**Entries shown:**
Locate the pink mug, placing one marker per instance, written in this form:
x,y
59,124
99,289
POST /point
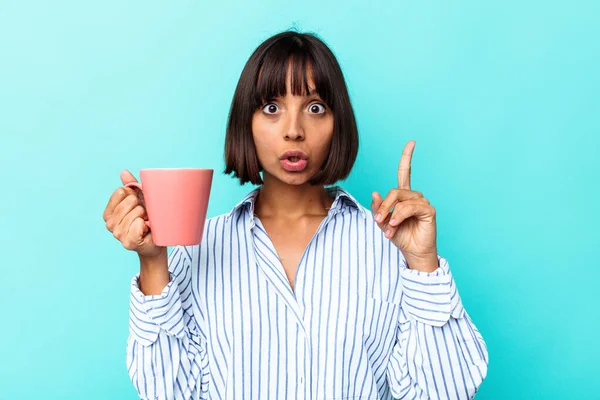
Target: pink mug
x,y
176,203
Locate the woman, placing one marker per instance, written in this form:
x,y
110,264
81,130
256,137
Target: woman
x,y
299,291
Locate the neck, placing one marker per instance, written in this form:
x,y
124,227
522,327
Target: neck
x,y
277,199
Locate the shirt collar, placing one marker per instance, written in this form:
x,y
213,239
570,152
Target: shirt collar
x,y
337,192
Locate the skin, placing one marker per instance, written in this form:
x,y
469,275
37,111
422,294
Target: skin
x,y
411,225
288,206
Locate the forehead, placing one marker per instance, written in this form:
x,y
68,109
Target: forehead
x,y
294,75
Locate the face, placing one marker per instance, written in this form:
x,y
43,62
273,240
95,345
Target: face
x,y
291,122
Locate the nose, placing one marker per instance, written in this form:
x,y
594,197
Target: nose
x,y
294,129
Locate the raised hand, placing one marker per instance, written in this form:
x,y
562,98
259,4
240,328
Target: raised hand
x,y
408,219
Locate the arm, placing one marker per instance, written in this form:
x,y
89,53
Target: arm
x,y
166,350
439,353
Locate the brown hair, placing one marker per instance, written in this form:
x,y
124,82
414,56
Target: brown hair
x,y
264,78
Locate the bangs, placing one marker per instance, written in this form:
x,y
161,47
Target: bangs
x,y
271,79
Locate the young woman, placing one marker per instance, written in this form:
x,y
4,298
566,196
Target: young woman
x,y
299,292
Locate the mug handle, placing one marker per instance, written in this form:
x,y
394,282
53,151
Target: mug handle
x,y
139,186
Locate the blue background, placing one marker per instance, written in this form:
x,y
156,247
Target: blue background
x,y
500,96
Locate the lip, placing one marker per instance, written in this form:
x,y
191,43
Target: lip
x,y
294,153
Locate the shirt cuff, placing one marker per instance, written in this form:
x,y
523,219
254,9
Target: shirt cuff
x,y
430,297
149,314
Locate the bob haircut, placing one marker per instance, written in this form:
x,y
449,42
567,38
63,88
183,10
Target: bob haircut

**Stated problem:** Format the lines of the records above as a JSON list of strings, one string per line with blank lines omitted, running from the line containing "Locate the shirt cuff, placing" through the final line of the records, both included.

**Exercise output:**
[
  "Locate the shirt cuff, placing one marker per instance, written in this form:",
  "x,y",
  "523,219",
  "254,9",
  "Target: shirt cuff",
  "x,y",
  "430,297",
  "149,314",
  "Locate the bob haircut, placing one marker per instance, written in this form:",
  "x,y",
  "449,42",
  "567,38",
  "63,88",
  "183,10",
  "Target: bob haircut"
]